Requirements =>
Rewrite the stretch of lines that opens with the line containing "Each returned marker MUST sit on an instance of the utility" and closes with the line containing "[[531, 312]]", swapping "mobility scooter" for "motorized scooter" and leaving everything else as it is.

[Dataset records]

---*---

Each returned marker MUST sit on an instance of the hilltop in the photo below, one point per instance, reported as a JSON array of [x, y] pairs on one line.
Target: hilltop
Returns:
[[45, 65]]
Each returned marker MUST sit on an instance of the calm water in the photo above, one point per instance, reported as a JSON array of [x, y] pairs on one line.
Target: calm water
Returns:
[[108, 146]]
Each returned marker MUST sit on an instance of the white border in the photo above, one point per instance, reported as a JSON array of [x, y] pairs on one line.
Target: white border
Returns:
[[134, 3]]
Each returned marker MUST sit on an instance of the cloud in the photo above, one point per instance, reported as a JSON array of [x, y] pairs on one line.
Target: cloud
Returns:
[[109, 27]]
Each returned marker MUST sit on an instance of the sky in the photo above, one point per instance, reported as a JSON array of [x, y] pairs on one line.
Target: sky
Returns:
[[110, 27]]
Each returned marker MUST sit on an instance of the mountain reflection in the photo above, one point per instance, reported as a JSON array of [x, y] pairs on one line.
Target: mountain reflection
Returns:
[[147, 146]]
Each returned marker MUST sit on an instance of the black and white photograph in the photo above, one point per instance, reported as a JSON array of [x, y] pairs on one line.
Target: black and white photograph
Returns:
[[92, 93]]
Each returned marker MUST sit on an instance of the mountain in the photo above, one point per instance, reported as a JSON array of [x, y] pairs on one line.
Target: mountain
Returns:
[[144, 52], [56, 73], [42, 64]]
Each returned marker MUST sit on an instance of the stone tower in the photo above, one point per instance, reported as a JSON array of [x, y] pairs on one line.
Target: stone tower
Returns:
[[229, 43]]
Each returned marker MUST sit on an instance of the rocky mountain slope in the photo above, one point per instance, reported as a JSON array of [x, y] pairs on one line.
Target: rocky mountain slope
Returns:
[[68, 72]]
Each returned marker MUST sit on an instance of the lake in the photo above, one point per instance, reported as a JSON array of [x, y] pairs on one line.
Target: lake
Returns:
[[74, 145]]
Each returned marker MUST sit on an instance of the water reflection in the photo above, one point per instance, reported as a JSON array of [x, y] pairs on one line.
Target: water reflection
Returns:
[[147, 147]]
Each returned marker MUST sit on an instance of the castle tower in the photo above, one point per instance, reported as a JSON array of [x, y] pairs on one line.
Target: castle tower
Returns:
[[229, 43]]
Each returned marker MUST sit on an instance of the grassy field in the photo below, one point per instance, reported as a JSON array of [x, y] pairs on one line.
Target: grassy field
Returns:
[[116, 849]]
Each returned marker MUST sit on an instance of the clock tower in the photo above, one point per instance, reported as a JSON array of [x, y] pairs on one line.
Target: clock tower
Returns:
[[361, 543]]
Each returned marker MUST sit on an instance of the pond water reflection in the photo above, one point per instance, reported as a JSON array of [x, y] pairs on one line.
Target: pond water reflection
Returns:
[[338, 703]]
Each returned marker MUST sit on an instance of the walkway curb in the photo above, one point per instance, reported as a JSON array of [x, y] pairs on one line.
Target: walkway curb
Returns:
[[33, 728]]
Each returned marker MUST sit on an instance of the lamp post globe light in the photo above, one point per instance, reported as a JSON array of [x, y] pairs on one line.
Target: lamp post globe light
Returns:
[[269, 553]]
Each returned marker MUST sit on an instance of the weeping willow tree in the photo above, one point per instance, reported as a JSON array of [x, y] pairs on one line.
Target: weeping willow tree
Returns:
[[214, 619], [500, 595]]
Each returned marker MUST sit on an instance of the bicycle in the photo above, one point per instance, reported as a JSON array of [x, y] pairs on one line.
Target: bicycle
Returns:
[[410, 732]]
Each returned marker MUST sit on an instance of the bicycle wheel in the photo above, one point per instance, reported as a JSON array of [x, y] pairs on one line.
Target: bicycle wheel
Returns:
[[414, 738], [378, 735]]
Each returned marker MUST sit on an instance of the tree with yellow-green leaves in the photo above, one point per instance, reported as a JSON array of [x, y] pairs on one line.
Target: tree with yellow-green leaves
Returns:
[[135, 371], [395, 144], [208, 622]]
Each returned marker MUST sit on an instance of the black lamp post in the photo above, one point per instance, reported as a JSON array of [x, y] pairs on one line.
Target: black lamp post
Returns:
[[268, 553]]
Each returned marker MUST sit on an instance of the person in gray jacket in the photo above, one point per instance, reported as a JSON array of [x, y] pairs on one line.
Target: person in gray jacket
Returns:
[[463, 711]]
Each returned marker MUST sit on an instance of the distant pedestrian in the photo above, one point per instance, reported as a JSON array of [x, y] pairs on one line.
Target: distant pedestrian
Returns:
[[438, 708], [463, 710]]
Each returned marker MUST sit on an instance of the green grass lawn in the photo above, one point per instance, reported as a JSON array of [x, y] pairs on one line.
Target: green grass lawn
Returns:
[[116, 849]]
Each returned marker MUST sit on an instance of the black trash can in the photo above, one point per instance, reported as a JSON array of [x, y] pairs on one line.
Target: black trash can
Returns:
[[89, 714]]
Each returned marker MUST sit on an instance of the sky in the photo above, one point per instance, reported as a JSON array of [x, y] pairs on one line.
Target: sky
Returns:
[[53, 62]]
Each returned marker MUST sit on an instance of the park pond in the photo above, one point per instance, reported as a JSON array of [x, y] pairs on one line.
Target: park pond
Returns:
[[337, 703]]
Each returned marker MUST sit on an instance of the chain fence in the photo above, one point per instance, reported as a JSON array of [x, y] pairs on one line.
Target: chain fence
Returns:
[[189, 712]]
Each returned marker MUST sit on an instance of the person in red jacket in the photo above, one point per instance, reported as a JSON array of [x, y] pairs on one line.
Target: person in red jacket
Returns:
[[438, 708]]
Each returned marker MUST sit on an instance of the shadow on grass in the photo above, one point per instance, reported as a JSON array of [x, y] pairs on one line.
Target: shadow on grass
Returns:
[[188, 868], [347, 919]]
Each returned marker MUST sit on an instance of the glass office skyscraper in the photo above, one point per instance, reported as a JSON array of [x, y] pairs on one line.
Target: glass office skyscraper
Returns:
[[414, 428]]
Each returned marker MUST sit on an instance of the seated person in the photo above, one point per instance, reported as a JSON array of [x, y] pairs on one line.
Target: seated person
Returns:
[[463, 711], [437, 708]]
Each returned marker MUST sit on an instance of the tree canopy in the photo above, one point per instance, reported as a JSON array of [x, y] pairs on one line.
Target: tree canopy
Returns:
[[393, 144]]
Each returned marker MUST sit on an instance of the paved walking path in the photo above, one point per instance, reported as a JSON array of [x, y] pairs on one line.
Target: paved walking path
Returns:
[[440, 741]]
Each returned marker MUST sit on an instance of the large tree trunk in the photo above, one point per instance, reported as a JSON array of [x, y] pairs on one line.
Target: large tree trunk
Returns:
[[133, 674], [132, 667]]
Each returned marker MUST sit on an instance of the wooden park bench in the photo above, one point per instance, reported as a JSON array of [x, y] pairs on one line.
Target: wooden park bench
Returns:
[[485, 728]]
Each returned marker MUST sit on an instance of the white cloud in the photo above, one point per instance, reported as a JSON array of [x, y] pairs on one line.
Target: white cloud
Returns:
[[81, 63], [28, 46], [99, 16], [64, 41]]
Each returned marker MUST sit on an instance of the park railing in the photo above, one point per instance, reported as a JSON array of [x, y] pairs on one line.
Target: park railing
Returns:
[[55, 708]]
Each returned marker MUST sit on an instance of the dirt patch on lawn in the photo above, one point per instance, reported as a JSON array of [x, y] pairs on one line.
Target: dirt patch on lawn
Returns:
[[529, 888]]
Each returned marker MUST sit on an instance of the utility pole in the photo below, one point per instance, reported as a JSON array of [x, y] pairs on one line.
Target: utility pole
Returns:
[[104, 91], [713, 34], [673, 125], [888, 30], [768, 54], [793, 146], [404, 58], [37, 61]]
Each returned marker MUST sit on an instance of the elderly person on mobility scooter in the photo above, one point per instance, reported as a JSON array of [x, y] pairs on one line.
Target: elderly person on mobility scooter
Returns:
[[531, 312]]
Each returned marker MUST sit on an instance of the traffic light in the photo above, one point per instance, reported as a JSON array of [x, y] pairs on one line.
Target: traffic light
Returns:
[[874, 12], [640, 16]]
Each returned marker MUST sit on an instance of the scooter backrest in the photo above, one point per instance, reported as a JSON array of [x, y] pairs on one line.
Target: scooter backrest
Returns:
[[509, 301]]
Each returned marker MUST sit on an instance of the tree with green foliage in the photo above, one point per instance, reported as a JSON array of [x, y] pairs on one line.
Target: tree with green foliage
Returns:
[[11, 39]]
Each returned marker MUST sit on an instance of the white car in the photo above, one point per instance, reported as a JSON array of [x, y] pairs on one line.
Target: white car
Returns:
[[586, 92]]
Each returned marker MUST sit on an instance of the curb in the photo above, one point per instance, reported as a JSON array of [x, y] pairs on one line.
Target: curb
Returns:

---*---

Answer to the task =>
Each returned marker MUST sit on an instance of the utility pole in the photo below, one point per instance, reported as a JSON array of [x, y] pairs on one line.
Target: utility pole
Returns:
[[104, 91], [713, 34], [673, 125], [888, 30], [768, 54], [793, 146], [404, 58], [37, 61]]
Each returned marker MUST sit on an instance of the elderly person on motorized scooter in the photo above, one point per instance, reported as a JSON array of [x, y] pairs on one line.
Target: elderly person on motorized scooter
Returns:
[[531, 312]]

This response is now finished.